— start of Task data —

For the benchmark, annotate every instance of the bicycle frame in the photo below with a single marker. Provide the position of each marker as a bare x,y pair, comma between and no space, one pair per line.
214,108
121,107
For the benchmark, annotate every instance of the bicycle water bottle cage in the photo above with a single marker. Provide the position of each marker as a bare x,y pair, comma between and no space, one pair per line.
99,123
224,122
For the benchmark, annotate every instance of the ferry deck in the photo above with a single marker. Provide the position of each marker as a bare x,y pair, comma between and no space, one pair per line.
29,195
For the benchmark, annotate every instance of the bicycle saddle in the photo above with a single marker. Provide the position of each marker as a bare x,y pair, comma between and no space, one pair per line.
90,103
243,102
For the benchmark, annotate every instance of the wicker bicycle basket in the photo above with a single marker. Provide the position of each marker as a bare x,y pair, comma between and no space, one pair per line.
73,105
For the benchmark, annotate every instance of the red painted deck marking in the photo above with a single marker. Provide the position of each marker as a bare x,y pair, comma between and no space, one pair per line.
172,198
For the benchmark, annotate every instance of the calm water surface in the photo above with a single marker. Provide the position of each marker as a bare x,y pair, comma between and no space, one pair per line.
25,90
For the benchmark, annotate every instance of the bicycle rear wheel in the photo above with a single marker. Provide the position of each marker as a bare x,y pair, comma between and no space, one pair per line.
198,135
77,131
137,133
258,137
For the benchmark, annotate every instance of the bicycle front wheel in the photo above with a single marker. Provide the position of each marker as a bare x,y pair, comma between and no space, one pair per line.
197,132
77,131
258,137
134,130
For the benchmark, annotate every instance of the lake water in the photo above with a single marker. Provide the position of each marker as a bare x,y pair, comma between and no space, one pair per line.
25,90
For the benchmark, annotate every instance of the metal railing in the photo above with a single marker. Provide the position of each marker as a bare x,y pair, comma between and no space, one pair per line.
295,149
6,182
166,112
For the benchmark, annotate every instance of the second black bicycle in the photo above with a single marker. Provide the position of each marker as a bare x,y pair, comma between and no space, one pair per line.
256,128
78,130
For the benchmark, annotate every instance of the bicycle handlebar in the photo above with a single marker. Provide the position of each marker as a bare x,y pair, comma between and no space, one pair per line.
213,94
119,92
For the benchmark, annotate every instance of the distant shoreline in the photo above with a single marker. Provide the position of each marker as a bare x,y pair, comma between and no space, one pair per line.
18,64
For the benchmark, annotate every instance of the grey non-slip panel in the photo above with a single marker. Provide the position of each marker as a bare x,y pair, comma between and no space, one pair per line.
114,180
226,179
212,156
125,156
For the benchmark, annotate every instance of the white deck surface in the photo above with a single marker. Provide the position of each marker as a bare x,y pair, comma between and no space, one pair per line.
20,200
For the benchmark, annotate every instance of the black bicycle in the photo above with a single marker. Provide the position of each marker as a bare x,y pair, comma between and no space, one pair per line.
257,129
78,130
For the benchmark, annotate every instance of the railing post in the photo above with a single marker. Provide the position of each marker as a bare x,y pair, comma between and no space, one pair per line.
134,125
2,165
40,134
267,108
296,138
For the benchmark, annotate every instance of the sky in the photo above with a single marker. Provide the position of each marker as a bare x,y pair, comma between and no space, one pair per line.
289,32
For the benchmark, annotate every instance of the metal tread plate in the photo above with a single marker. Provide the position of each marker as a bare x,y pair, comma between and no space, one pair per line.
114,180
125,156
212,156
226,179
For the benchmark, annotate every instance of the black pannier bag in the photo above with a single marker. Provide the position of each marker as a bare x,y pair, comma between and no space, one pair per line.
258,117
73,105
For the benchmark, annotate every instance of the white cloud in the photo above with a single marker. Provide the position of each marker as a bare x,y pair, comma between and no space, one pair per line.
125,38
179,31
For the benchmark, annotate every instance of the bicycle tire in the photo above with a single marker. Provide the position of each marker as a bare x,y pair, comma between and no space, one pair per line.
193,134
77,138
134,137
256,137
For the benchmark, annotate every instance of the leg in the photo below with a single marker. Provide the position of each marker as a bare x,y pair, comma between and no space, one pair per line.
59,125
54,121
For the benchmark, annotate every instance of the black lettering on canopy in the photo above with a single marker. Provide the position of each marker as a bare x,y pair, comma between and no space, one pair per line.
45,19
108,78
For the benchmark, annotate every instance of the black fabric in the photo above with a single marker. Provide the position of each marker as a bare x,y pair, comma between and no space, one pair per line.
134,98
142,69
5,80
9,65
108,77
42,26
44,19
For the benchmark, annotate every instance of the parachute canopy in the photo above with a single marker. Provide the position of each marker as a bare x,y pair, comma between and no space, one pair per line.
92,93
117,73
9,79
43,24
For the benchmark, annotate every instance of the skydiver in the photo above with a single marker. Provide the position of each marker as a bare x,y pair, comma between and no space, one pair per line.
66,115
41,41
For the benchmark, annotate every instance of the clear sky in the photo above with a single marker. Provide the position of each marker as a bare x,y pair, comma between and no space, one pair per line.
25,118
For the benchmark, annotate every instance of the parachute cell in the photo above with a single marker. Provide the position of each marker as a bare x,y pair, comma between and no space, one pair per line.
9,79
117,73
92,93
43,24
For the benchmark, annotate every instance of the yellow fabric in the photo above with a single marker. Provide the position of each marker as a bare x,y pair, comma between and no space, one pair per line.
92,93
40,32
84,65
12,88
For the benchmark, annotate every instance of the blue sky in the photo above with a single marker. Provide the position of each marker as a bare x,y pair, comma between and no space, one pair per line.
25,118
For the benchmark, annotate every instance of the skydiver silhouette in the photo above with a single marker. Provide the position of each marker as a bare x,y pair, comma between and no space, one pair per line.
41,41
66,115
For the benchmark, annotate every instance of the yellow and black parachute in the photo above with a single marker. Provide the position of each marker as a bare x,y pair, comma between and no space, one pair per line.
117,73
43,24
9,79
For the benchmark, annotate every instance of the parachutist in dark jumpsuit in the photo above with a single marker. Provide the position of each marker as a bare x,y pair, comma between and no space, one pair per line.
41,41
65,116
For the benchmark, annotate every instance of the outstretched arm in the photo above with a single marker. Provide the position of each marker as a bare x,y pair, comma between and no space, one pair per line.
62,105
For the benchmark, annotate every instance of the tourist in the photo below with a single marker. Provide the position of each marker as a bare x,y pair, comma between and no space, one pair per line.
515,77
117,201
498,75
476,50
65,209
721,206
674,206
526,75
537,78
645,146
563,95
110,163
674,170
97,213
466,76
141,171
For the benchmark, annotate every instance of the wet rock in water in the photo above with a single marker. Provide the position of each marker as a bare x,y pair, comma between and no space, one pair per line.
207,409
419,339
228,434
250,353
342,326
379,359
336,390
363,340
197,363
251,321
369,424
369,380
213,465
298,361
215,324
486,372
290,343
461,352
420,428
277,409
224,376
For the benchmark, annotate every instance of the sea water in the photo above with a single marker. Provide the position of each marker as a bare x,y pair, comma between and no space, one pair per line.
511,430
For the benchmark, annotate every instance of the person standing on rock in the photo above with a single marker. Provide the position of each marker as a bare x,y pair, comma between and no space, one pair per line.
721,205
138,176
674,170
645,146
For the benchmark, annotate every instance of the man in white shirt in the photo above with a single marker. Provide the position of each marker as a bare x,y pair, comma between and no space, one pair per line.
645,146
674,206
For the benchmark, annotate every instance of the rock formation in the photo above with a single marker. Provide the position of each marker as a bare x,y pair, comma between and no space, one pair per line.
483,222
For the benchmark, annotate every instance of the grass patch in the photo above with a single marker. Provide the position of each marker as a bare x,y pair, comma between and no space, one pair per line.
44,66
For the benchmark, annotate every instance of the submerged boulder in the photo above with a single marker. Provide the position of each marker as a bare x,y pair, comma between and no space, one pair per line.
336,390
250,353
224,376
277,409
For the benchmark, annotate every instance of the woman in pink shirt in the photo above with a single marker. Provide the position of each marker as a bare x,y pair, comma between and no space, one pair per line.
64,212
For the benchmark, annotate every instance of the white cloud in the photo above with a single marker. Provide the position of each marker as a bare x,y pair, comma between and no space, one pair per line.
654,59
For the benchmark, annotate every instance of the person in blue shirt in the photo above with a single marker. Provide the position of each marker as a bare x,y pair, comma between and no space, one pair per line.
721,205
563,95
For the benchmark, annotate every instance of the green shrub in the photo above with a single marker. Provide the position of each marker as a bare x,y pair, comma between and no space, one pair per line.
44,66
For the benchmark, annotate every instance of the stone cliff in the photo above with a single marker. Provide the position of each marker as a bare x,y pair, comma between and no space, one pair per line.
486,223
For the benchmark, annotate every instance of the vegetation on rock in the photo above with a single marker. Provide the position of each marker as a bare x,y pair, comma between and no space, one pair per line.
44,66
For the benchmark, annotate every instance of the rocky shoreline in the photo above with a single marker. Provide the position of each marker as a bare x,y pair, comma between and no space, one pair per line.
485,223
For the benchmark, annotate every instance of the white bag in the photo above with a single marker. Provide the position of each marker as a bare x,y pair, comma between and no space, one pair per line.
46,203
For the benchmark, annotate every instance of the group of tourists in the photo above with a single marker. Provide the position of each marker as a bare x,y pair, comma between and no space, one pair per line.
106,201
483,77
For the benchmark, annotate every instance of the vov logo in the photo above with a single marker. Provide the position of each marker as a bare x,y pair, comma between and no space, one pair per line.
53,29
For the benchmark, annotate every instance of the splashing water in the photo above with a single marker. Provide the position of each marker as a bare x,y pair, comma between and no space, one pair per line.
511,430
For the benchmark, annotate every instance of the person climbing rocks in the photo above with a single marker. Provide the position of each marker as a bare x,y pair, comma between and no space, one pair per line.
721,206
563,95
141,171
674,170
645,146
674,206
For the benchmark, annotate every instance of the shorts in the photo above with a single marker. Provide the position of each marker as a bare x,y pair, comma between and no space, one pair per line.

— end of Task data —

• **Task prompt**:
Starting at the line that contains "For the benchmark, annotate every instance of the group", repeat each line exactly through the last one in the listing. Include both of those lines and nothing more.

• **Answer below**:
For the benchmark, annotate every instance of the group of tourists in the photo above with a single marker. Provide the position of each marker as a bare x,y pair, comma between and no space, one pair per line.
106,201
483,77
For the benchmark, annotate every instance of the vov logo in the photo above with a single marker. Provide the position of each marker as a bare x,y pair, comma between and no space, one pair per line.
53,29
For the benchmark, annotate every instance of the splashing water in the photo above with a single marker. Provide the position of each marker as a bare x,y pair, comma between and no space, one pair per line.
511,430
For the benchmark, annotate every instance of the person climbing rocks in the photo above with a single marker. Provide the position of each marker as a bare x,y pair, comma between and no space, one pair per line.
721,206
563,95
141,171
674,170
645,146
674,206
For the benchmark, annotate every instance of the shorts in the photo above with a single marker. Provide the position of each marker as a bare x,y pair, comma between and no space, one pair per line.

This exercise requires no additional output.